The records below are to be restated word for word, with their images omitted.

Data excerpts
+===+
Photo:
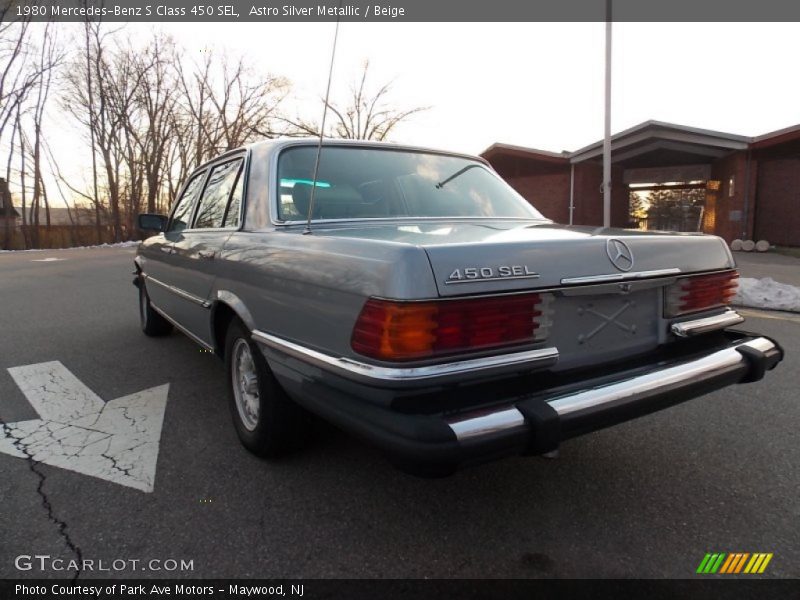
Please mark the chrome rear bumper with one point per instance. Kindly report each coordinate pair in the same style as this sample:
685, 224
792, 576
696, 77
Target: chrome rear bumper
+===+
» **Answer to this task**:
Photo:
Please mark the chrome rear bumper with one point per instance. Kindly report each coordinate pair in the same style as this sample:
685, 224
792, 576
696, 77
Target: chrome rear bumper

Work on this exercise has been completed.